## Source document:
[Taxacom] Thesis and new species

Paul van Rijckevorsel dipteryx at freeler.nl
Fri Nov 15 03:54:22 CST 2013


From: "Richard Pyle" <deepreef at bishopmuseum.org>
Sent: Thursday, November 14, 2013 7:09 PM

> The ICodeZN errs on the side of inclusion of works as being "published" --
> in part to preserve stability of early names that were established through
> works that were published in a manner not too dissimilar from you
> hypothetical example.

***
Which is why the ICNafp has different requirements for
effective publication, depending on the time something
was / is published.
* * *

[...]
> What we REALLY need is to abandon this silly notion that animals, algae,
> fungi, and plants somehow require different rules of nomenclature based on
> some aspect of their biology, rather than as an artifact of a long legacy
> of  tradition (again, I can't speak for bacteria here, because a case can
> be made that their biology is significantly different).  A lot of effort
> was put into the notion of a unified "BioCode", but this seems to have
> been deemed politically unpalatable to too many individual end-users.

***
I don't see that much effort was put into the draft BioCode,
just enough to have a draft, but not enough to make it work.
But I agree it seems unlikely that there will be a switch to a
unified BioCode for the foreseeable future. On the other hand,
there is perhaps less difference now between the rules for
fungi names and for plant names than there had been for a
long time.
* * *

> The answer is obvious, and essentially inevitable: a unified online
> nomenclatural registry, that is structurally separated from (but tightly
> cross-linked to) the traditional publication process.  The new ICEN
> (International Code of Eukaryotic Nomenclature) need only have two
> Articles:
>
> Article 1: To be available, a new scientific name must be registered.
> Article 2: See Article 1.

***
That is an oversimplification. If there was such a registry lots of rules
would still be involved, which might have the form of a Code or of
a manual for registration.

It seems rather uncertain to me if we will really have registration
for everything. We seem to be somewhat moving in that direction,
but only somewhat. A few years ago the zoological Code was set
to introduce registration across the board soon, but nothing came
of it? Except for e-only publication, of course.

## Problem description:
Write out the Taxacom post on naming rules from "It seems rather" to "publication, of course.", word for word.

## Data under study:
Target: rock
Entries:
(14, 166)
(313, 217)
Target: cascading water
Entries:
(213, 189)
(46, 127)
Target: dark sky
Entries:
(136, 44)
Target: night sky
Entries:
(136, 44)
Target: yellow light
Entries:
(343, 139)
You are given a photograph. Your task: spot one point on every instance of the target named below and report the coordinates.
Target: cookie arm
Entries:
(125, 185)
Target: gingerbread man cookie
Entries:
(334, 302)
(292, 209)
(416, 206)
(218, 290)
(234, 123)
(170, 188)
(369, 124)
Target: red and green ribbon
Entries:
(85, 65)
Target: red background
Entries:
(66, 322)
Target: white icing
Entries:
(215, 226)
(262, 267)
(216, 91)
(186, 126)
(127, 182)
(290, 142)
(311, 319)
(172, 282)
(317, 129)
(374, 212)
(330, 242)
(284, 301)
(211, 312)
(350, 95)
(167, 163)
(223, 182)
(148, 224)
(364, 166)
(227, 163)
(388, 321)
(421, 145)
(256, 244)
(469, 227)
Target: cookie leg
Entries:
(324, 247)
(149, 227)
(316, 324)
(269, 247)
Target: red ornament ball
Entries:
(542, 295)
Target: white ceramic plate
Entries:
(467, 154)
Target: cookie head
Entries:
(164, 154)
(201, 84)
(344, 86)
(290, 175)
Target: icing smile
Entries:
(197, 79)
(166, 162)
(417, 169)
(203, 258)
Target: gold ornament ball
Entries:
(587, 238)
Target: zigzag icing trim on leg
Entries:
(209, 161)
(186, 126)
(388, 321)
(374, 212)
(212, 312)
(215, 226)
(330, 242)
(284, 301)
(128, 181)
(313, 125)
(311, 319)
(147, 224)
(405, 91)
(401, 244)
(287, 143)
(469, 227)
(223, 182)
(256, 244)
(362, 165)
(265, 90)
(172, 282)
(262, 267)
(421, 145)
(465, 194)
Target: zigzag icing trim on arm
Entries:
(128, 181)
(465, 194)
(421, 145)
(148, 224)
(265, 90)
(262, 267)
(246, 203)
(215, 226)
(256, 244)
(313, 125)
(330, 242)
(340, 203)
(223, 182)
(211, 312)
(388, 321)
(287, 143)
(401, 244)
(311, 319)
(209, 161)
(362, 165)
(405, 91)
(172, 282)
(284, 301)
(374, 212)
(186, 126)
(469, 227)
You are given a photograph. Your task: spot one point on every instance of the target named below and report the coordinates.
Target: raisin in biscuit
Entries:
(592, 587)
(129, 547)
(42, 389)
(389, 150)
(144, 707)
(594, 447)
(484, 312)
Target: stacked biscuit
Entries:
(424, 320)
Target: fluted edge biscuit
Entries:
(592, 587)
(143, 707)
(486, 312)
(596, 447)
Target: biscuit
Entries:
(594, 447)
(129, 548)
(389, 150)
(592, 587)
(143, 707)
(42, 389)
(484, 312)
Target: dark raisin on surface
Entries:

## Output:
It seems rather uncertain to me if we will really have registration
for everything. We seem to be somewhat moving in that direction,
but only somewhat. A few years ago the zoological Code was set
to introduce registration across the board soon, but nothing came
of it? Except for e-only publication, of course.